___ SELECTED PASSAGE ___

The overabundance of visual documents of armed conflict has been long considered as another form of obfuscation. In his seminal essay “Mobilizing Shame,” Thomas Keenan unpacks the role of shaming in which the suspension or absence of the law is used as a tactic by the international human right movements.{3} Mobilizing shame, for Keenan, means deploying affectivity in visual evidence where legal accountability does not hold. This belief in the power of the photographs and oral testimonies however can lead to an impasse, particularly in certain conflicts in which violent acts are no longer hidden and obscured. Turning the power of representations of violence inside out, Keenan suggests that exposure could in fact operate to erase:
The dark side of revelation is overexposure. Sometimes we call it voyeurism, sometimes compassion fatigue, sometimes the obscenity of images or ‘‘disaster pornography.’’ If shame is about the revelation of what is or ought to be covered, then the absence or failure of shaming is not only traceable to the success of perpetrators at remaining clothed or hidden in the dark. Today, all too often, there is more than enough light, and yet its subjects exhibit themselves shamelessly, brazenly, and openly.{4}
The very category of shame, for Keenan, is inadequate in thinking about the role of media in contemporary armed conflicts. The invocation of shame relies on the problematic notion that if the perpetrators are “caught in the act,” shame might be their final punishment. What if, asks Keenan, the so-called shameful act performed by soldiers or police is routinized—no longer considered by them as something worth hiding? Or, asked differently, what if shame is mobilized by the perpetrators themselves to isolate particular incidents, excluding certain acts as extreme, and in so doing, allowing the routine to continue uninterrupted? What if, due to the sheer excess of images and data, confusion takes over and the ability to see and point a finger at the shameful moment becomes severely hampered?

___ SUPPLIED INFORMATION ___

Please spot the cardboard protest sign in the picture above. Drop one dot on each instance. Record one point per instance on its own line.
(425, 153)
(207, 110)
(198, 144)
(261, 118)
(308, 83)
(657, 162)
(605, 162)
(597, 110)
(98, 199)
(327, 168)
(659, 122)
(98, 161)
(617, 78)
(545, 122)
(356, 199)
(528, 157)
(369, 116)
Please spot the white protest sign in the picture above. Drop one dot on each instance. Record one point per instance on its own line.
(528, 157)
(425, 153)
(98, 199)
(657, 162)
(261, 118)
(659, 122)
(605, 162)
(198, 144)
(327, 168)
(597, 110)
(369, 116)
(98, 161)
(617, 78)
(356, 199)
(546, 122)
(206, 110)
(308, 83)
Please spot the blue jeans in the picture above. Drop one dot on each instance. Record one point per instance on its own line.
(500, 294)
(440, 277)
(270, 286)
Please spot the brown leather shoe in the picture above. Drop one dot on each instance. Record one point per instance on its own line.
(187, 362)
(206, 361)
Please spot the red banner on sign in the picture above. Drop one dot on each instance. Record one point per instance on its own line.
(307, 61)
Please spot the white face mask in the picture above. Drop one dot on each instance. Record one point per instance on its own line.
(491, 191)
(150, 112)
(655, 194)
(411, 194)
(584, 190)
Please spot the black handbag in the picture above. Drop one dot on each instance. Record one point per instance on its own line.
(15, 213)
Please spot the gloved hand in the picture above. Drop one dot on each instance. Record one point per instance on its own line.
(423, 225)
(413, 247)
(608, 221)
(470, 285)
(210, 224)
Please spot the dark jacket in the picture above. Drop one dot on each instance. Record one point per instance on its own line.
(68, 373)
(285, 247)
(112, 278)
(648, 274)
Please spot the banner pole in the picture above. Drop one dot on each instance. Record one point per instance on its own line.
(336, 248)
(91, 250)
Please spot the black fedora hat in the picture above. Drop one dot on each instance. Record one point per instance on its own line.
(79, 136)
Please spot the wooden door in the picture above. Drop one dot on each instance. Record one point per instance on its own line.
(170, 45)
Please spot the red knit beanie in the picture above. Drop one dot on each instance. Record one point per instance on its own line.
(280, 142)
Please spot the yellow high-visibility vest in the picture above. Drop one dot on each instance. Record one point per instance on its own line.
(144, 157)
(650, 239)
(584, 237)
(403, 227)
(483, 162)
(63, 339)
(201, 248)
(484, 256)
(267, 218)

___

▶ _OBJECTIVE A_
In the passage on shame and visual evidence of armed conflict, what does Keenan name as the dark side of revelation?
▶ _OBJECTIVE B_
Carry on the passage on shame and visual evidence of armed conflict from its final sentence.
The records are not needed here.

▶ _RESULT A_
Overexposure.

▶ _RESULT B_
I argue here that reconsidering the ability of representations to mobilize shame, and indeed accountability, requires a closer look into the media practices utilized to document armed conflict. While images circulate rapidly via social media platforms, the circumstances of their production and the economy of their reach are rarely considered. Once we move beyond what the video frames and the fine details within, we inevitably pass into a realm governed by a patchwork of forces that together determine what is revealed, and what remains obscure; what is exceptional and what is utterly mundane. It seems as though images are merely the sharp edges of a more expansive constellation that merges bodies, technologies, and modes of circulation. Unlike the affective quality of one particular video, such constellations can potentially expose how media can either demand personal liability for abuses of power by state actors, or in other cases, sustain their uninterrupted continuation. The video of the killing of Abed al Fatah a-Sharif necessitates that we answer two urgent questions: What kinds of political impunity are erected against visual documents? Can a single image reveal a more endemic structural violence, and if not, how can this violence be made apparent?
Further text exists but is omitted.